_Your instructions_:
Output the data word for word, dropping every image.

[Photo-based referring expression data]
▽
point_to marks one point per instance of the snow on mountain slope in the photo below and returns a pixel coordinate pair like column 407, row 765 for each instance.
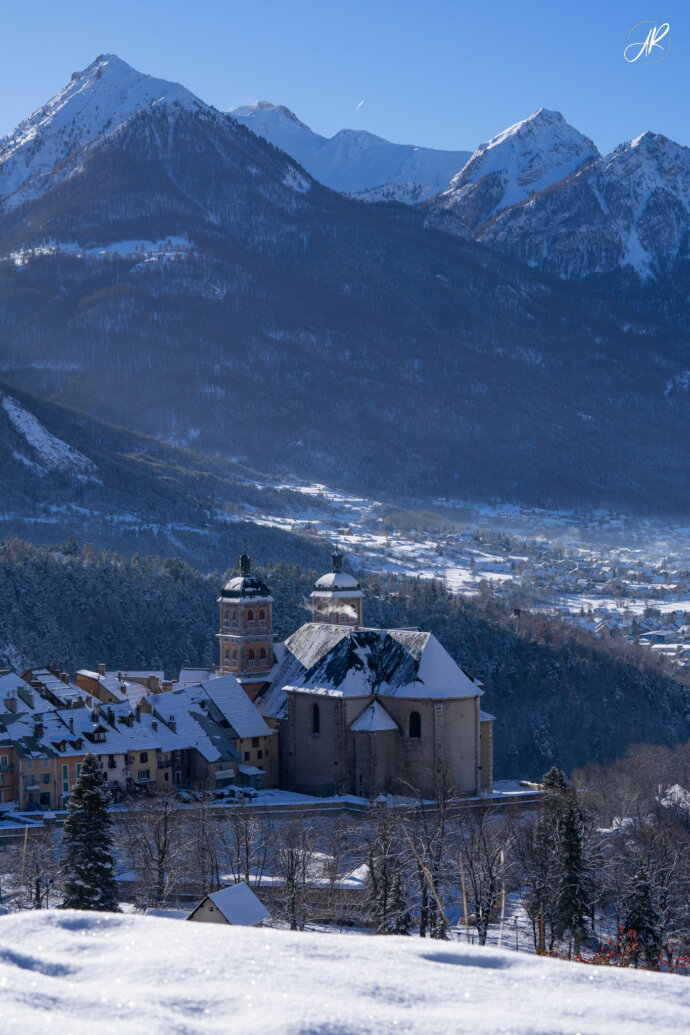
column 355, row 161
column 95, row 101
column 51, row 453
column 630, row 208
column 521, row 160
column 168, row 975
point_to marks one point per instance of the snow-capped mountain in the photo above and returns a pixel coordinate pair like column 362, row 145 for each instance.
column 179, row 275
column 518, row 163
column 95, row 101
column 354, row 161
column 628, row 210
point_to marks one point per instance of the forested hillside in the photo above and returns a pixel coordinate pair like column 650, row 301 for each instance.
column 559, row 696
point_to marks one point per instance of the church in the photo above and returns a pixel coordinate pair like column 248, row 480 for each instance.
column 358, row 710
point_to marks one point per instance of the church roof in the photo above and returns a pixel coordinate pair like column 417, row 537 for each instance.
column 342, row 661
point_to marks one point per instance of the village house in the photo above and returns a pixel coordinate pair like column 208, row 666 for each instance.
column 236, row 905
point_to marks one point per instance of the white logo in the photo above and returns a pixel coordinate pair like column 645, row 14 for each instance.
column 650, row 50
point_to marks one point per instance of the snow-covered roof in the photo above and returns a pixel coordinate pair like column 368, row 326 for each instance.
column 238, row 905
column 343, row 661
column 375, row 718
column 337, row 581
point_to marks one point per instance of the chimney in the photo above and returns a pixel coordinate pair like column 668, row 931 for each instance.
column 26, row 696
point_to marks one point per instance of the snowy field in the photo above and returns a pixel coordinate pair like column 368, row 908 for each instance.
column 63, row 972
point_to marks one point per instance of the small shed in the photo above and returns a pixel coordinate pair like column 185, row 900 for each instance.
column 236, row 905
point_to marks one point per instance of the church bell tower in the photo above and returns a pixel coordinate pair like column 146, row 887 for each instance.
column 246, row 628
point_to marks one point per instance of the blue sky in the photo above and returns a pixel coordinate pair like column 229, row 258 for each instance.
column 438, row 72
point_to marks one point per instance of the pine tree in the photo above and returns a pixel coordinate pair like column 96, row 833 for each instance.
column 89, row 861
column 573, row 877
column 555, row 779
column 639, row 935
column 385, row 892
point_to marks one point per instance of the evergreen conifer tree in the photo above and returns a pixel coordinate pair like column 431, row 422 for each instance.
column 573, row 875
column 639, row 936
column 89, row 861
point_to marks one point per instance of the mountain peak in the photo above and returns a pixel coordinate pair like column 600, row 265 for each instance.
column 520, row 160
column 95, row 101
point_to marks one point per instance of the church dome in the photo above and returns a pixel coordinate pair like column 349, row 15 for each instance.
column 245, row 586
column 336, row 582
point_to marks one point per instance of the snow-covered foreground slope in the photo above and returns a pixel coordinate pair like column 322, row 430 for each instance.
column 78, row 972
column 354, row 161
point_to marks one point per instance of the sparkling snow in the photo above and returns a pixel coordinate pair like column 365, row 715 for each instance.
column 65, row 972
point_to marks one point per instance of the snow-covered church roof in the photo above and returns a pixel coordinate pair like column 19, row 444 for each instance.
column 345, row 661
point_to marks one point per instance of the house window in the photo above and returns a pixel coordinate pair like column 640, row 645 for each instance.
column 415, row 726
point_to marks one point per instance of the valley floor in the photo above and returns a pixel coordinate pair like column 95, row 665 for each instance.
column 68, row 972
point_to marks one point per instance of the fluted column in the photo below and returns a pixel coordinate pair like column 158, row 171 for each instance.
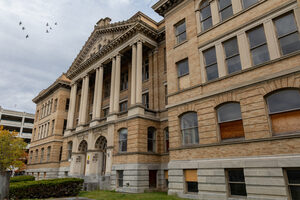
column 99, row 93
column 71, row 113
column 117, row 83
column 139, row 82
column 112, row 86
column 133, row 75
△
_Result of this task_:
point_to marks one point per instance of the snow on mountain slope in the photo below and returns a pixel coordinate pair like column 407, row 765 for each instance.
column 355, row 161
column 95, row 101
column 51, row 453
column 630, row 208
column 521, row 160
column 168, row 975
point_to marks one point per instance of the snow-capped mountain in the photo above and returns a pixel coordinate pair like column 362, row 145 for each instance.
column 179, row 275
column 518, row 163
column 95, row 101
column 354, row 161
column 628, row 210
point_to marks one point per instance of the forested hillside in the photo above and returns a pixel coordinate pair like column 650, row 301 for each instance.
column 559, row 696
point_to marks one point per instance of the church in the photo above and returns a pixel coordinate pair like column 248, row 480 for each instance.
column 358, row 710
point_to marks one point per instance of the church roof in the photo above and returns a pixel coordinate pair like column 417, row 537 for each instance.
column 342, row 661
point_to marks one point per instance of the village house in the photo above and returns a pixel coordinate pair like column 208, row 666 for each instance.
column 236, row 905
point_to marks one point per instance of the white logo in the photo above and returns a pixel coordinate pair like column 645, row 14 for each instance.
column 650, row 50
point_to marks one point per instance of the snow-covered roof in the photo above and returns a pixel coordinate pair like column 368, row 326 for each instance.
column 238, row 905
column 343, row 661
column 375, row 718
column 337, row 581
point_to marks one point per instance of the chimney in the photo above and returns a pixel coordinate pair like column 668, row 931 for each instance.
column 26, row 696
point_to marks one point per instance of the snowy field in the photo above and returns a pixel coordinate pair like column 368, row 908 for each instance.
column 63, row 972
point_to marks one point per instance of the small shed in the photo above and returns a pixel coordinate pair like column 185, row 900 for each instance.
column 236, row 905
point_to marks one point per instance of the church bell tower in the photo above and returns a pixel coordinate pair like column 146, row 887 for each instance.
column 246, row 628
point_to marks one point per instance of the blue sky in the photo above and returns a pixel coordinate pair like column 229, row 258 for each instance.
column 438, row 72
point_to marks one point per instance of the pine tree in the photo above and returns a pixel coordinate pair like column 96, row 833 for each instance.
column 89, row 861
column 573, row 877
column 555, row 779
column 639, row 935
column 385, row 892
point_to marks one point per instance of the evergreen conifer tree in the photo above and returns a pixel coordinate pair like column 431, row 422 for each instance.
column 573, row 875
column 639, row 936
column 89, row 861
point_to marks one point per instance of the mountain peak in the photo above and returns a pixel coordinate pair like column 600, row 265 for each instance.
column 520, row 160
column 95, row 101
point_to marks one point per instance of the church dome in the photo above and returns a pixel coordinate pair like column 349, row 15 for each instance.
column 245, row 586
column 336, row 582
point_to marks one point per instance of the snow-covered foreground slope in the photo above and returns a pixel coordinate pair like column 322, row 430 for each instance.
column 78, row 972
column 354, row 161
point_to marks one point per instance of the sparkling snow in the photo above and returns a pixel coordinate pair like column 365, row 715 for each instance.
column 65, row 972
point_to marks one point per instance of the snow-covered church roof in the photo above and returns a pixel coordinate pair like column 19, row 444 for each instance.
column 345, row 661
point_to marks one point per instance of the house window in the photo above and returns a pixel coordinate pair like column 640, row 645 for each instance.
column 415, row 726
point_to marks one point per instance of the valley floor in the photo above and returns a pixel coordinate pair like column 95, row 665 for each instance.
column 68, row 972
point_to marks one point per instance of the fluted column in the photo below and returns a pixel coordinate pair like column 158, row 171 for each instance.
column 99, row 93
column 71, row 113
column 117, row 83
column 139, row 82
column 112, row 86
column 133, row 75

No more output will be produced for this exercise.